[begin Extracted data]

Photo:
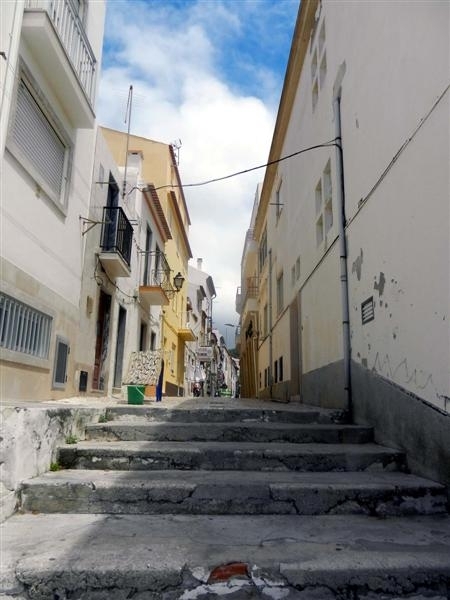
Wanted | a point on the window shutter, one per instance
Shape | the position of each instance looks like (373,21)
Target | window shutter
(60,370)
(38,140)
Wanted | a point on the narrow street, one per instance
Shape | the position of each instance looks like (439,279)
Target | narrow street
(212,498)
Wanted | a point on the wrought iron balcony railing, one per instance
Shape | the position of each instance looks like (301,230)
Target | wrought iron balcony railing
(117,233)
(157,271)
(70,30)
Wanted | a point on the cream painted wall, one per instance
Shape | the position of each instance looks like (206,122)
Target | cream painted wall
(42,246)
(125,291)
(397,63)
(157,168)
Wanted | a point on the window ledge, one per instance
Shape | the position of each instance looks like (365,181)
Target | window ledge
(11,356)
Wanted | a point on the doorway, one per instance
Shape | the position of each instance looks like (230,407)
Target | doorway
(101,341)
(118,367)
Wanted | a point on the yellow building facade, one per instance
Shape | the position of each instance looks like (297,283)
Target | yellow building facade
(159,169)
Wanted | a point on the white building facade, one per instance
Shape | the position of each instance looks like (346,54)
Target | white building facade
(354,277)
(199,353)
(49,79)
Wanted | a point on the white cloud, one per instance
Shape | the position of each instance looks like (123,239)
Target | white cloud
(169,59)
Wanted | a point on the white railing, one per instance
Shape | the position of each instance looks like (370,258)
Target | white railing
(71,33)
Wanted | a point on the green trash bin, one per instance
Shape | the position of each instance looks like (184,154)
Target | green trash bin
(136,394)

[end Extracted data]

Job: Print the entries above exactly, taking out only the pictures.

Full response:
Photo:
Wanted | a point on the window shutter, one per instance
Shape | the position of each instance looks like (373,21)
Target | window shutter
(60,370)
(38,140)
Wanted | a point on the narrow street, one per instance
Shape | the position of each instance looks like (439,279)
Target | narrow street
(212,498)
Wanted | a point on the wrought iron balcony railing, one per instance
Shape | the position of each instance looks like (301,230)
Target | wrought iron balcony railing
(117,233)
(157,271)
(70,30)
Wanted | a point on the cream painted wall, one per instance
Shape | the position of each instance looks like (206,122)
Target | cream painted wall
(42,246)
(125,291)
(397,63)
(157,168)
Wanted | a point on the window ledge, one per instance
Shape | the position of each instance looks like (365,181)
Target | window ledge
(11,356)
Wanted | a point on the doorway, one per instance
Shape | the position of each instance looks like (230,407)
Target | doorway
(101,341)
(118,367)
Wanted | a point on the yellow building facade, one per instance
Shape | the position of each instance looks like (297,283)
Target | yellow building facade
(159,169)
Wanted | a point on the white building facade, one per instance
Shape | the position of each instance looks like (346,54)
Target | white building facade
(354,277)
(199,353)
(49,79)
Wanted | a point on the white cloud, one per instance
Shape | the position of each instance looks like (123,239)
Target | white cloud
(169,59)
Wanted | a point on the white railing, one per instance
Shape | the position of each instance looks like (370,258)
Target | white railing
(71,33)
Wanted | a point on the green trash bin, one per instance
Shape | the position of each instance looks like (184,154)
Target | green trash bin
(136,394)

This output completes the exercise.